— start of Information shown —

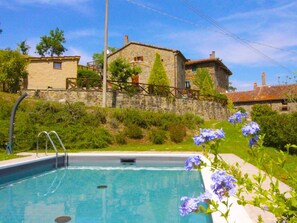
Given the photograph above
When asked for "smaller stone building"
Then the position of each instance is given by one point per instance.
(217, 69)
(50, 72)
(281, 98)
(143, 55)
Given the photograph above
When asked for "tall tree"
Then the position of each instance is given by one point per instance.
(159, 77)
(23, 48)
(12, 70)
(99, 57)
(52, 44)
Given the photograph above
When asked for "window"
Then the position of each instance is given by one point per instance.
(138, 59)
(58, 65)
(188, 84)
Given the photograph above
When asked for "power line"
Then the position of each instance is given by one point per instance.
(232, 35)
(221, 29)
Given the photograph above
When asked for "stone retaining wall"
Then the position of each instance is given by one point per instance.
(206, 109)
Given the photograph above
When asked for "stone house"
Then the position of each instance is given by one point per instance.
(281, 98)
(143, 55)
(217, 69)
(50, 72)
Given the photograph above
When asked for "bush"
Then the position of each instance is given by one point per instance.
(279, 130)
(158, 136)
(120, 138)
(134, 132)
(177, 133)
(88, 78)
(260, 110)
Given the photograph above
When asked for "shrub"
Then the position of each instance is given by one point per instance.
(241, 109)
(279, 130)
(134, 132)
(88, 78)
(260, 110)
(120, 138)
(158, 136)
(177, 132)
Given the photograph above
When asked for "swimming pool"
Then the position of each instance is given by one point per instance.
(144, 191)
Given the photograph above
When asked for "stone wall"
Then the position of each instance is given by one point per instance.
(173, 62)
(43, 75)
(207, 110)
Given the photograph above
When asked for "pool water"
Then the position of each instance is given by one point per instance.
(88, 194)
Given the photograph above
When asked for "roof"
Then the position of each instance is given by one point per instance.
(148, 45)
(54, 58)
(264, 93)
(209, 60)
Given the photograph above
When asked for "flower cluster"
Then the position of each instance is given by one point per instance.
(223, 184)
(191, 204)
(238, 117)
(207, 135)
(252, 129)
(192, 162)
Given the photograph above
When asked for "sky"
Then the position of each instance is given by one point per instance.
(250, 36)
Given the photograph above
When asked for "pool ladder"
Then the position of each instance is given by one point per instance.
(48, 138)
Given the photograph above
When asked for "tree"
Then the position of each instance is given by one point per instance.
(204, 82)
(12, 70)
(23, 48)
(52, 44)
(99, 57)
(121, 71)
(158, 77)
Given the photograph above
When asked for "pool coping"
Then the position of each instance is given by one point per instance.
(238, 214)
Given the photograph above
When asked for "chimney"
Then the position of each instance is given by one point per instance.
(263, 78)
(212, 55)
(126, 39)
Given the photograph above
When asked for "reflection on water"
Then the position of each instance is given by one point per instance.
(132, 195)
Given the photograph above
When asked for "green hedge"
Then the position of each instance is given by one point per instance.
(279, 130)
(82, 127)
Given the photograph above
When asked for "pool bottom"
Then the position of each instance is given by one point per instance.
(130, 193)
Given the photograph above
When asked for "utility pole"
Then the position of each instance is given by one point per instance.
(104, 96)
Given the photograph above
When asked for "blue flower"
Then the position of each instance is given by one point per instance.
(250, 129)
(223, 184)
(237, 117)
(206, 196)
(253, 141)
(207, 135)
(193, 161)
(188, 206)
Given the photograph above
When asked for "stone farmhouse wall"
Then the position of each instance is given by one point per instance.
(43, 75)
(144, 55)
(207, 110)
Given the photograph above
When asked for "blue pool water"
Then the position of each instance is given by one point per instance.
(90, 194)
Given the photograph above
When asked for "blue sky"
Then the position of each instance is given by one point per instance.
(250, 36)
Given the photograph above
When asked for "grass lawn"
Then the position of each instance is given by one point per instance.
(234, 143)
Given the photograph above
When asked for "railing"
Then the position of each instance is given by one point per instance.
(48, 138)
(140, 88)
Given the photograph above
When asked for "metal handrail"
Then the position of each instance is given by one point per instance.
(65, 151)
(51, 141)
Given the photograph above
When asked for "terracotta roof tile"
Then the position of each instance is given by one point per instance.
(264, 93)
(209, 60)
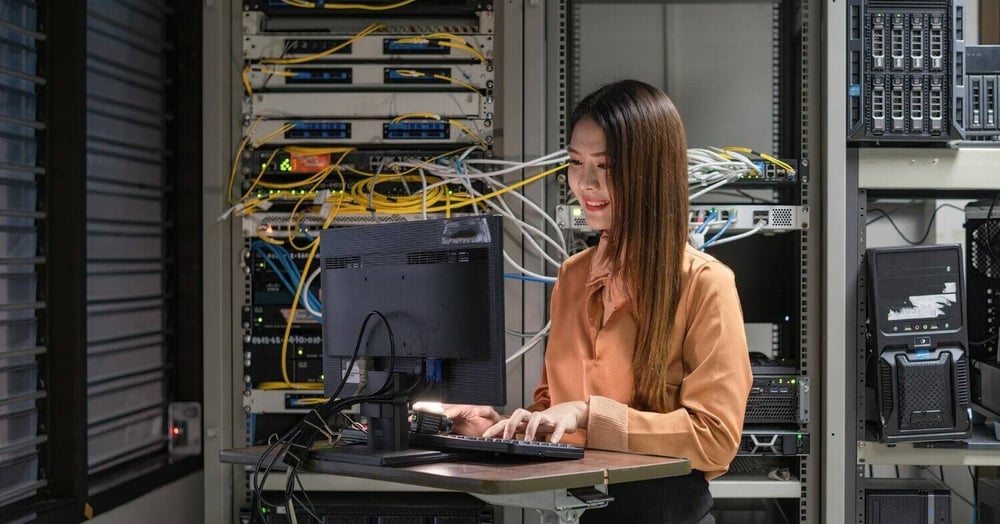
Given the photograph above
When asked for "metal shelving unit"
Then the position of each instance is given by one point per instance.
(852, 172)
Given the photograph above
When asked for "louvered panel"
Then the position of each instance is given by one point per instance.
(126, 259)
(116, 167)
(106, 360)
(134, 208)
(19, 225)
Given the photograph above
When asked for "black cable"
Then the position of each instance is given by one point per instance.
(781, 510)
(989, 230)
(946, 486)
(975, 489)
(892, 222)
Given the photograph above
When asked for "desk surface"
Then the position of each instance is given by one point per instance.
(496, 477)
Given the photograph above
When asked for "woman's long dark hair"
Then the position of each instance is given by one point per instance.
(647, 178)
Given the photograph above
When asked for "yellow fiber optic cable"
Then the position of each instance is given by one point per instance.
(507, 189)
(236, 160)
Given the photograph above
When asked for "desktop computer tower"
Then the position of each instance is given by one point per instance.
(918, 368)
(909, 501)
(982, 278)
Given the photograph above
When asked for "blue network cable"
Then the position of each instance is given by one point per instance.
(526, 278)
(708, 220)
(719, 234)
(286, 269)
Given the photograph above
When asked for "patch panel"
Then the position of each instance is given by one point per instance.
(377, 131)
(309, 221)
(305, 131)
(433, 131)
(770, 219)
(341, 76)
(764, 441)
(438, 7)
(308, 76)
(280, 165)
(381, 47)
(411, 46)
(770, 174)
(368, 104)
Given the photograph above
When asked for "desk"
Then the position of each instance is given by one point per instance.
(560, 490)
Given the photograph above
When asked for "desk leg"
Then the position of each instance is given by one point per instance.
(557, 506)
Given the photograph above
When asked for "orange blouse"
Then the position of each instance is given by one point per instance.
(589, 357)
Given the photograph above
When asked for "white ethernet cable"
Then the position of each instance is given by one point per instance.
(532, 342)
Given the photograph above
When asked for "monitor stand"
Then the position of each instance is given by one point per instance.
(388, 441)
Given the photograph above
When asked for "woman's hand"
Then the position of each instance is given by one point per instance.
(467, 419)
(555, 421)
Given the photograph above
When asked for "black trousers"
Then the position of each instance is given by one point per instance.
(671, 500)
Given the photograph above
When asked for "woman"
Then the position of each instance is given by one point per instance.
(647, 351)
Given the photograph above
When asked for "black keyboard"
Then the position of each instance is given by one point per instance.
(502, 446)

— end of Information shown —

* _Exercise description_
Identify each line in the records above that contains the string "cable" and copy those lines. Match case exactly.

* _Exercise response_
When asked for "black cable"
When asked for "yellow fiber optic cable"
When asked for "blue network cable"
When asked for "white ethernet cable"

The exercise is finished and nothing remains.